WORK TO BE COMPLETED:
For each entry below, please return its exact wording and leave out any picture.

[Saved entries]
···

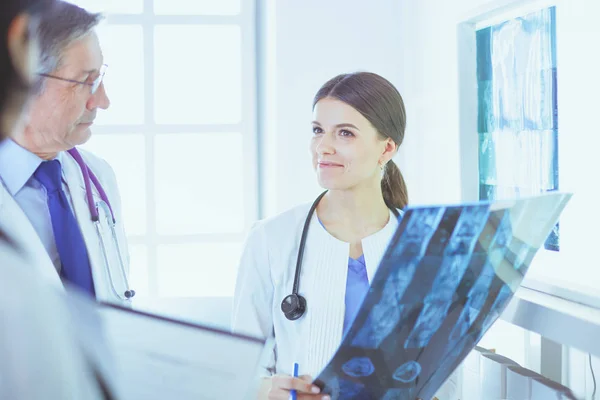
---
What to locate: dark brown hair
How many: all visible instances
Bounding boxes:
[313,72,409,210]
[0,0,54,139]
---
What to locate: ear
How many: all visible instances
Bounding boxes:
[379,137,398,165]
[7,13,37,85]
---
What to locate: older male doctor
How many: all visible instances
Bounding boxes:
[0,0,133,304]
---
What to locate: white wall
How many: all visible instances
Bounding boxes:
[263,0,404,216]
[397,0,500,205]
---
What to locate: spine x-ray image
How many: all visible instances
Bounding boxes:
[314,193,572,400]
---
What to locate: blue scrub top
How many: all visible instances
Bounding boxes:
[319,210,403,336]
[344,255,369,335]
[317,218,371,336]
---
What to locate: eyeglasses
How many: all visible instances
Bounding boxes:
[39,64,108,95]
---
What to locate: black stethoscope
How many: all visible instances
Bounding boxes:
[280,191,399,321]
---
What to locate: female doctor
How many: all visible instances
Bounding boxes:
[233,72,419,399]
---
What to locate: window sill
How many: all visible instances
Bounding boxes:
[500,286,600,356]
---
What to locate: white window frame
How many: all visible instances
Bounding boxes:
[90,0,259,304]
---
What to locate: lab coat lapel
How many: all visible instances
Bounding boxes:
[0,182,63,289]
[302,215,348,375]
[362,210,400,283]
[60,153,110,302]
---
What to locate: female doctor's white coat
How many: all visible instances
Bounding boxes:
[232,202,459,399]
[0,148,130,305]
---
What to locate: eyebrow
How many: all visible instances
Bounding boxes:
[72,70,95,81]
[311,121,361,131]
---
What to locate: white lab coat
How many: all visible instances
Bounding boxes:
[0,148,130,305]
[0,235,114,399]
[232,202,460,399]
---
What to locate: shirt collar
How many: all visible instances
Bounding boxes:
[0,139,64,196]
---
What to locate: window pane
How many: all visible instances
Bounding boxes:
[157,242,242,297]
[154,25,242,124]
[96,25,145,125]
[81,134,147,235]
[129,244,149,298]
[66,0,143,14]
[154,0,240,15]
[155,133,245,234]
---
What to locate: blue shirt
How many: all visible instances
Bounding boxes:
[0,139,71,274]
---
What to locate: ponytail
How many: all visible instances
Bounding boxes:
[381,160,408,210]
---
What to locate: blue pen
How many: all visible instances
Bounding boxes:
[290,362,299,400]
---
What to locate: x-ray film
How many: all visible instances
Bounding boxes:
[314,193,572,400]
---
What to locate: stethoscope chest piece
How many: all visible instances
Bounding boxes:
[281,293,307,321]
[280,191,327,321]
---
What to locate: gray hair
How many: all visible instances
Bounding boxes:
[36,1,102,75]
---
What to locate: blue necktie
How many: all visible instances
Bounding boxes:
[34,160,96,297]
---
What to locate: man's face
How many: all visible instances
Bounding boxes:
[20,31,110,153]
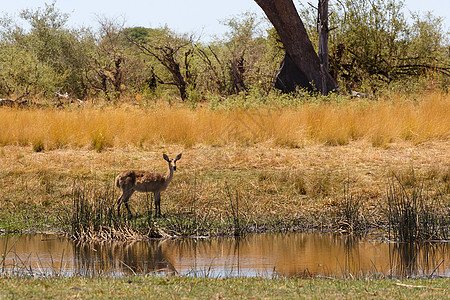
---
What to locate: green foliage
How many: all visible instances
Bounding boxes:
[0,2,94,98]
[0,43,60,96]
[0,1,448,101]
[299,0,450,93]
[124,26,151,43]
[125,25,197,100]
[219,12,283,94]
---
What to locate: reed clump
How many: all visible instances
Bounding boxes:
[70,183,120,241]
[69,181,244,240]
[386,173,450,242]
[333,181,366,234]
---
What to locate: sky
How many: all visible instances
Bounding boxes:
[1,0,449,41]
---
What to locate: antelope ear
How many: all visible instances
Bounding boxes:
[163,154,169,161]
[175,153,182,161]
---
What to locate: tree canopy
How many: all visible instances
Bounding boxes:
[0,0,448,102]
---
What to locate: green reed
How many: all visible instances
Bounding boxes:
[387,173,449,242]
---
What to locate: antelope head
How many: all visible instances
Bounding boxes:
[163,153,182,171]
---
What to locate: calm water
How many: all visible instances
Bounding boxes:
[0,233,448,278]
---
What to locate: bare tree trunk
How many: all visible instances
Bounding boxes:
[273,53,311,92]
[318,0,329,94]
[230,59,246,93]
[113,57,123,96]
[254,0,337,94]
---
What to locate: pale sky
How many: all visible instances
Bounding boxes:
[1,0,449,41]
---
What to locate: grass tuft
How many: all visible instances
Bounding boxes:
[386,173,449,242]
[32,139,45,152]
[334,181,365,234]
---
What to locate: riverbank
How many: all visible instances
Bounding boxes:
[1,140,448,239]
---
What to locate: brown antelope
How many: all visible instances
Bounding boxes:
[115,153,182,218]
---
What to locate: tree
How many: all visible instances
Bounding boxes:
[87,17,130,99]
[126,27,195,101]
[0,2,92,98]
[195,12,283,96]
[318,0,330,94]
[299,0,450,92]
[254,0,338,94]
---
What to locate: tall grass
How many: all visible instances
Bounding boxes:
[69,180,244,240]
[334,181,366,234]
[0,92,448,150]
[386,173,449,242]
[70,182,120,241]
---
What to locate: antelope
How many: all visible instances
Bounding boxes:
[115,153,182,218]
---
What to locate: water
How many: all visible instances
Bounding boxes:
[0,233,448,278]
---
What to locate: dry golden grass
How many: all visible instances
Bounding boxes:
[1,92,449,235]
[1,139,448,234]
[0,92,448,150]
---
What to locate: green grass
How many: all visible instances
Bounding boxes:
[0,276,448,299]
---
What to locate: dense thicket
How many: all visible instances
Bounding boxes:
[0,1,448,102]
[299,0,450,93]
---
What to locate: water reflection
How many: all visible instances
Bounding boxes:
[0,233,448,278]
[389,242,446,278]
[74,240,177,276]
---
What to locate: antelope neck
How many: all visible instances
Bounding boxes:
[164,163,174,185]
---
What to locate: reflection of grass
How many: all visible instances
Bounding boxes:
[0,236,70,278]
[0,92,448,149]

···

RESPONSE TO THE TASK:
---
What to locate: dark brown hair
How many: all visible instances
Bounding boxes:
[313,72,409,210]
[0,0,54,139]
---
What to locate: ear
How many: all visible instances
Bounding boxes:
[379,137,398,165]
[7,13,37,85]
---
What to locate: older male doctor
How many: all visible instances
Bounding boxes:
[0,0,133,304]
---
What to locate: white wall
How many: all visible instances
Bounding boxes:
[263,0,404,216]
[397,0,500,205]
---
What to locate: spine x-ray image
How many: all visible instances
Bounding boxes:
[314,193,572,400]
---
What to locate: blue scrub top
How many: all visible instances
Bounding boxes:
[319,210,403,336]
[344,255,369,335]
[317,218,371,336]
---
What to locate: eyeglasses
How many: all visible instances
Bounding boxes:
[39,64,108,95]
---
What to locate: black stethoscope
How many: all visible instances
Bounding boxes:
[280,191,399,321]
---
What to locate: female doctor
How many: all visible instances
Bounding boxes:
[233,72,419,399]
---
What to locate: window sill
How many: all visible instances
Bounding boxes:
[500,286,600,356]
---
What to locate: white window frame
How many: all visible instances
Bounding boxes:
[90,0,259,304]
---
What to locate: lab coat lapel
How many: all visible instances
Bounding boxes:
[0,182,63,289]
[302,215,348,375]
[362,210,400,283]
[60,153,110,302]
---
What to locate: female doctor's white coat
How many: all visible instances
Bounding boxes:
[232,202,459,399]
[0,148,130,305]
---
What to locate: eyebrow
How many: all visible instances
Bounding boxes:
[72,70,95,81]
[311,121,361,131]
---
What to locate: white lab coat
How many: all visible instances
Bounding boxes:
[0,148,130,305]
[0,235,114,399]
[232,202,460,399]
---
What to locate: shirt collar
How many: all visible instances
Bounding boxes:
[0,139,64,196]
---
What to locate: window pane
How many: all visible instances
Bounding boxes:
[157,242,242,297]
[154,25,242,124]
[96,25,145,125]
[81,134,147,235]
[129,244,149,298]
[66,0,143,14]
[154,0,240,15]
[155,133,245,234]
---
What to locate: blue shirt
How many: all visible instances
Bounding boxes:
[0,139,71,274]
---
What to locate: ponytail
How many: all visible instances
Bounding boxes:
[381,160,408,210]
---
What to locate: blue pen
How many: all visible instances
Bounding boxes:
[290,362,299,400]
---
What to locate: x-ray film
How many: all visible instances
Bounding boxes:
[314,193,572,400]
---
What to locate: stethoscope chest piece
How many: all visible instances
Bounding boxes:
[281,293,307,321]
[280,191,327,321]
---
What to locate: gray hair
How many: all visible instances
Bounding boxes:
[36,1,102,75]
---
What to locate: blue necktie
How many: all visible instances
Bounding boxes:
[34,160,96,297]
---
What to locate: man's face
How many: all visible instances
Bounding boxes:
[20,31,110,153]
---
What to locate: green foliage
How many: all visible instances
Bounding boxes:
[0,2,94,98]
[0,43,60,96]
[0,1,448,101]
[299,0,450,93]
[124,26,151,43]
[125,25,197,100]
[219,12,283,94]
---
What to locate: reed clump
How many: all visible instances
Bounding boxes:
[70,183,120,241]
[69,181,244,240]
[386,173,450,242]
[333,181,366,234]
---
What to locate: sky
How many: all visible instances
Bounding boxes:
[1,0,449,41]
---
What to locate: antelope ear
How many: all visible instances
Bounding boxes:
[163,154,169,161]
[175,153,182,161]
---
What to locate: tree canopy
How many: all visible instances
Bounding boxes:
[0,0,448,102]
---
What to locate: green reed
How many: all visible instances
Bounding boxes:
[387,173,449,242]
---
What to locate: antelope head
How many: all visible instances
Bounding boxes:
[163,153,182,171]
---
What to locate: calm water
How many: all visible instances
Bounding boxes:
[0,233,448,278]
---
What to locate: bare tree trunk
How many: all visible instances
Bounding boxes:
[273,53,311,92]
[318,0,329,94]
[230,59,246,93]
[113,57,123,96]
[254,0,337,94]
---
What to locate: pale sky
How many: all visible instances
Bounding boxes:
[1,0,449,41]
---
What to locate: grass tuft
How many: all visible instances
Bounding boxes:
[386,173,449,242]
[32,139,45,152]
[334,181,365,234]
---
What to locate: riverbank
How many: all visible instances
Bounding boxes:
[1,140,448,239]
---
What to locate: brown antelope
How many: all visible instances
Bounding boxes:
[115,153,182,218]
---
What to locate: tree
How many: all visible instances
Bounding boxes:
[87,17,130,99]
[126,27,195,101]
[0,2,92,98]
[195,12,283,96]
[318,0,330,94]
[299,0,450,92]
[254,0,338,94]
---
What to locate: tall grass
How many: all visible instances
Bounding boxes:
[69,180,244,240]
[334,181,366,234]
[0,92,448,150]
[386,173,449,242]
[70,182,120,241]
---
What to locate: antelope
How many: all visible instances
Bounding boxes:
[115,153,182,218]
---
What to locate: water
How many: all visible instances
Bounding boxes:
[0,233,448,278]
---
What to locate: dry golden grass
How many: all visible instances
Bounding boxes:
[1,92,449,235]
[1,139,448,234]
[0,92,448,150]
---
What to locate: green grass
How many: all visible instances
Bounding boxes:
[0,276,448,299]
---
What to locate: dense thicket
How many: all visible instances
Bounding boxes:
[0,1,448,102]
[299,0,450,93]
---
What to locate: water reflection
How many: all visible instances
Bounding boxes:
[0,233,448,278]
[389,242,446,278]
[74,240,177,276]
---
What to locate: antelope neck
How many: all visible instances
Bounding boxes:
[164,163,174,185]
---
What to locate: reflection of grass
How many: all visible instances
Bounding boxes:
[0,236,70,278]
[0,92,448,149]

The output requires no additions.